The interviewer asked Goenkaji to give his definition of success. Goenkaji said, "Before Vipassana, I thought that the meaning of success was being one inch taller than others but after Vipassana I discovered that true success is being happy. I consider myself successful when I see how much I have come out of misery and also when I serve others and see so much change in them." He said that there was also a big difference in the way he gave donations. Before Vipassana, it was with the intention of getting name and fame. After Vipassana, he started giving donations out of compassion, to help others. He also understood that a donation given out of selfless love and compassion is more effective.
After the PBS television interview, a journalist and a photographer from the Toronto Star, the biggest newspaper in Canada, came to the campground to interview Goenkaji. The license plate of vehicles in the province of Ontario have the motto, "Yours to Discover". One of the qualities of Dhamma is ehi passiko, which also has the same meaning "Come and See" or "Yours to Discover". Dhamma invites one to come and see. Goenkaji keeps saying in his public talks, "Come and give a trial for ten days." When the journalist was told this, he was impressed. He was also happy to know that Goenkaji liked the multi-ethnic culture of Toronto.
In the evening Goenkaji met with the Toronto trust and others who came to the campground from surrounding areas.
July 23: (Toronto/Ottawa, Ontario, Canada)
The Caravan reached the campground in Ottawa in the evening. As in Toronto, the local meditators had put up a big tent for meditation and meetings on the campground. There were many meditators waiting for the Caravan. Goenkaji decided to meet them immediately on arrival. Then he had a meeting with Ron Graham, a very old meditator, about the next day's meeting with the Prime Minister of Canada.
July 24: In the morning Goenkaji met Mr Jean Chretien, the Prime Minister of Canada, for 30 minutes. Mr Chretien had kindly decided not to take any phone calls during the interview nor did any assistant or secretary disturb them during the meeting. In the quiet atmosphere, they were able to talk on a wide range of topics.
The Prime Minister expressed pride in the liberal, tolerant, multicultural and multiracial atmosphere of Canada. Canada has always accepted immigrants from all over the world with open arms. Goenkaji told him about the practical, pragmatic and non-sectarian nature of Vipassana as also the experience of Vipassana in the State Governments of India; the potential of Vipassana in bringing about peace and harmony in today's society.
The Prime Minister expressed his concern over the First Nations (native citizens of Canada). Goenkaji gave the example of the Maoris in New Zealand. Some of the Maoris have started taking part in Vipassana courses and it has helped them to come out of alcohol dependence which is a significant problem facing the native communities around the world. The unique feature of Vipassana is that it helps them without disrupting their native culture. Often Goenkaji has given the simile of sugar and milk to explain how Vipassana sweetens the culture without disrupting it wherever it goes.
They also discussed the Vipassana program in prisons. Goenkaji narrated the successful experiment of Vipassana in Tihar and other prisons.
The meeting between these two elders, Goenkaji and Mr Chretien, was described by a mutual friend as a meeting between a master of political art and a master of the art of living a happy life. Goenkaji, who has been practising Vipassana for more than forty years, told Mr Jean Chretien, who has been an MP for about forty years, about Ashoka who promoted the Dhamma with the practice of meditation (Vipassana) in his vast empire that spread from present day Afghanistan to present day Bangladesh. Many different sects lived peacefully in his empire, just as the multicultural population does in today's Canada.

● **How to complete this task**
What four words does the Prime Minister use in the account to describe the atmosphere of Canada that he takes pride in? The data plays no part in this task.

● **Data segment**
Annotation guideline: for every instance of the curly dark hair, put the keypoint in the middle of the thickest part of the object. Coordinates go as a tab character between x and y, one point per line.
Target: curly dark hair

● **Solved exercise**
Liberal, tolerant, multicultural and multiracial.